> **Page extract**:
BMC Helix IT Operations Management (ITOM) offers robust performance monitoring capabilities, enabling proactive issue identification and swift resolution. However, in instances where it’s inaccessible, BMC Helix on-premises applications expose metrics that can be leveraged by open-source monitoring and alerting solutions like Prometheus and Grafana.

Prometheus gathers detailed metrics about performance, application health, and infrastructure and allows user-defined, application-specific, custom metrics for more granular monitoring and insights. A versatile querying language (PromQL) enables users to slice and dice the collected data and apply sophisticated queries and visualizations for better decision making.

Prometheus integrates seamlessly with Grafana, which empowers users to visualize insights into their containerized deployments through rich dashboards and monitor and analyze the performance of containerized applications in real time. Since it’s open source, Prometheus does not incur licensing fees, making it a cost-effective solution for monitoring containerized deployments and on-premises, which is beneficial for customers with strict data governance and security requirements.

In this blog, I will explain how to set up and configure Prometheus and Grafana.

[Entries from a labeling collection]
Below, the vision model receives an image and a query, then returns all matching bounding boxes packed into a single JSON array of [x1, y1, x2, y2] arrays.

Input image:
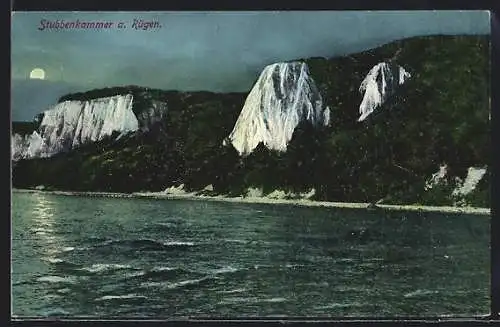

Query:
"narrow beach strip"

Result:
[[12, 189, 491, 215]]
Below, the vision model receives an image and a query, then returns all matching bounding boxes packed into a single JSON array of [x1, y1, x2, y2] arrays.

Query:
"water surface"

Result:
[[12, 192, 490, 318]]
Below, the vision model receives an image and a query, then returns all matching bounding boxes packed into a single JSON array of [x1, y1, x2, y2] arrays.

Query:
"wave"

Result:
[[92, 239, 196, 251], [212, 266, 243, 275], [95, 294, 147, 302], [36, 276, 76, 284], [140, 276, 217, 289], [314, 302, 366, 310], [42, 257, 64, 264], [220, 297, 288, 304], [217, 288, 248, 294], [79, 263, 136, 273], [404, 290, 439, 298]]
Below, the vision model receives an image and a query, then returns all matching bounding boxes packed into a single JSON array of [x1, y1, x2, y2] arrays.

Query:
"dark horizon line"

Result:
[[12, 0, 498, 11]]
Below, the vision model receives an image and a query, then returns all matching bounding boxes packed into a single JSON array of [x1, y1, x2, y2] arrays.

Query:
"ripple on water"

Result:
[[95, 294, 147, 302], [37, 276, 76, 284], [404, 289, 439, 298], [79, 263, 136, 273]]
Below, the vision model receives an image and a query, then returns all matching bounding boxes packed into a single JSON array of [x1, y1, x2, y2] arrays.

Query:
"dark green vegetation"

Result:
[[13, 36, 491, 206]]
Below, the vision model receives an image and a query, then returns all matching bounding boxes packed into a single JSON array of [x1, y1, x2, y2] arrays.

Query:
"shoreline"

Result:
[[12, 189, 491, 215]]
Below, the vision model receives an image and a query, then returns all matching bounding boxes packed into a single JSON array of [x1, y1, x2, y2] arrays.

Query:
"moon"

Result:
[[30, 68, 45, 79]]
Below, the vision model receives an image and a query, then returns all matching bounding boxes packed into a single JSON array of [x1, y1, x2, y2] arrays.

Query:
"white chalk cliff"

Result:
[[12, 94, 166, 160], [358, 62, 411, 122], [228, 62, 330, 155]]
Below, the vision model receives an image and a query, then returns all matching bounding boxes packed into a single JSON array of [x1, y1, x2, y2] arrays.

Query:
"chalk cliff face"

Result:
[[229, 62, 330, 155], [12, 94, 166, 160], [358, 62, 411, 122]]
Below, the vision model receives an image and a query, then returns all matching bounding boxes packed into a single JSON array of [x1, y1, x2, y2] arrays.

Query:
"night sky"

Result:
[[12, 11, 490, 120]]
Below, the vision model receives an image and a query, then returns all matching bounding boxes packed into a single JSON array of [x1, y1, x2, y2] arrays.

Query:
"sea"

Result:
[[11, 192, 490, 319]]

> **Challenge**: Please name the querying language that the Prometheus and Grafana overview says Prometheus provides.

> **The response**: PromQL